• **What you are asked to do**
Show every line of the data below that contains the word "fixture".

(Collected data)
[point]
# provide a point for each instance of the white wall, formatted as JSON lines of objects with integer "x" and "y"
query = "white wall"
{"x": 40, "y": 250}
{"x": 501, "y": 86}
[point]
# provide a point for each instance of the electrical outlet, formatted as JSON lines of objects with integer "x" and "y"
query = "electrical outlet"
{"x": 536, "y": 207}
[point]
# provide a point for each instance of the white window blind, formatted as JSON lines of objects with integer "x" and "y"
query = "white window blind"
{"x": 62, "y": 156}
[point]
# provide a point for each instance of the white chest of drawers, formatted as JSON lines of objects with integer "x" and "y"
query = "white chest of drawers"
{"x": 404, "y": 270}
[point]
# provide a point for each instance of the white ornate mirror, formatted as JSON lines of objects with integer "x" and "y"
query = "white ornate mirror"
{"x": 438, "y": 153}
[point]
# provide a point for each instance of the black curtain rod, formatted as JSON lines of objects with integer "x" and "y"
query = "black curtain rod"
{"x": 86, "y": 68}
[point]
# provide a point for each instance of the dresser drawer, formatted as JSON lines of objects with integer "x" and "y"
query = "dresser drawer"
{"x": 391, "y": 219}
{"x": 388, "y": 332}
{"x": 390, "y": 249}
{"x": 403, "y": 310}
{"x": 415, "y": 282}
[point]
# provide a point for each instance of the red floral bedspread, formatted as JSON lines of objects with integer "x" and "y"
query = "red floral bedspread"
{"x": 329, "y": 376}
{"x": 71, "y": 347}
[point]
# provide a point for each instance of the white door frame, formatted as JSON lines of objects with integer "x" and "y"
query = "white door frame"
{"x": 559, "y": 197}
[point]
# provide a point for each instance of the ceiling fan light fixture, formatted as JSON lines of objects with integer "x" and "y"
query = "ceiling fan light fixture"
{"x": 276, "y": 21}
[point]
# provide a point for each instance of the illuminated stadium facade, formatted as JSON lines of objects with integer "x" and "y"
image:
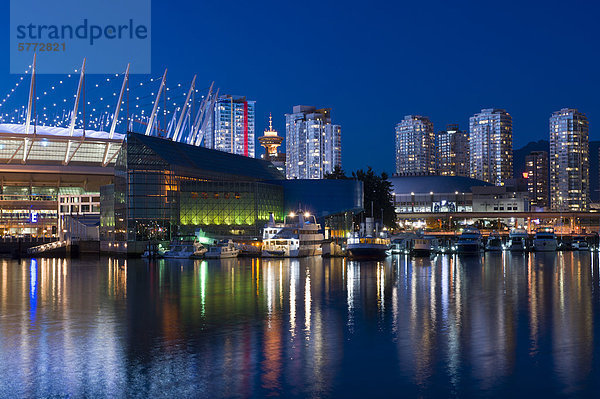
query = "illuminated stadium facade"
{"x": 56, "y": 175}
{"x": 41, "y": 168}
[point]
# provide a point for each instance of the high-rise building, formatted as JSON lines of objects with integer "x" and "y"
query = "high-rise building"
{"x": 452, "y": 149}
{"x": 536, "y": 174}
{"x": 271, "y": 142}
{"x": 490, "y": 146}
{"x": 569, "y": 160}
{"x": 313, "y": 143}
{"x": 231, "y": 128}
{"x": 415, "y": 146}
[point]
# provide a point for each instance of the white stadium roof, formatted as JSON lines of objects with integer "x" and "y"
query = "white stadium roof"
{"x": 54, "y": 146}
{"x": 57, "y": 131}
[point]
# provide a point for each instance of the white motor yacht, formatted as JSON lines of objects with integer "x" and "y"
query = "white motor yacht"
{"x": 494, "y": 243}
{"x": 545, "y": 240}
{"x": 299, "y": 235}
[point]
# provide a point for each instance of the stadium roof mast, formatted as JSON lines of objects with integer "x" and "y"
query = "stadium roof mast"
{"x": 153, "y": 114}
{"x": 26, "y": 144}
{"x": 184, "y": 110}
{"x": 201, "y": 121}
{"x": 68, "y": 154}
{"x": 113, "y": 125}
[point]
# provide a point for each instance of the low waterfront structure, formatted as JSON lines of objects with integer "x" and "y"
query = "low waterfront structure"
{"x": 50, "y": 174}
{"x": 164, "y": 188}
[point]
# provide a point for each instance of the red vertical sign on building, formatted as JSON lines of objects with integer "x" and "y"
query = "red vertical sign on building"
{"x": 246, "y": 128}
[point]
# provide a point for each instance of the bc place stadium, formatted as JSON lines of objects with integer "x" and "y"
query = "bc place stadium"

• **Task solution**
# provide a point for each instance of the ceiling fan light fixture, formatted as JSON lines of objects with integer "x" and "y"
query = "ceiling fan light fixture"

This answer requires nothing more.